--- Start of Excerpt to read ---

The Little Engine Who Took His Place in the Underclass

I was driving around with friends not long ago, observing the usual suburban desolation—the endless dun-colored houses, drab block businesses, offensively bland signage—and one of my more sensitive friends was like to throwing up over the difference between when he was a kid and now. There was a lot more nature in the mix then, he opined; even the corporate stuff of his youth was more playful, colorful and inviting: winged horses on gas stations, bears on brake shops, big-ass doughnuts dipping into the sky. He pointed to a Dunkin' Donuts; he pointed to an oil-change shop, an Arco station, a toy emporium: all had signs duller than John Ashcroft's underpants. (I'm making an educated guess. No one without top-security clearance gets in his underpants.)

“What's a kid going to feel when he's looking at that? It's like looking at homework,” he complained.

--- End of Excerpt to read ---
--- Start of Stored data ---

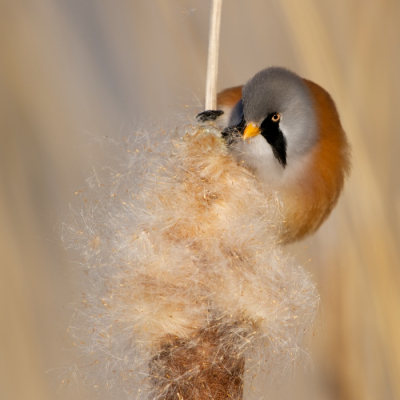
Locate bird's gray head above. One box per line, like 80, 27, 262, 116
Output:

--- End of Stored data ---

Written tasks —
(a) List every business the friend points to in the passage on suburban signage.
(b) Answer these about the passage on suburban signage:
(i) What color are the endless houses described?
(ii) Whose underpants does the narrator compare the signs' dullness to?
(iii) What does the friend say looking at the signs is like?

Responses for each task —
(a)
Dunkin' Donuts
an oil-change shop
an Arco station
a toy emporium

(b)
(i) Dun-colored.
(ii) John Ashcroft's.
(iii) Looking at homework.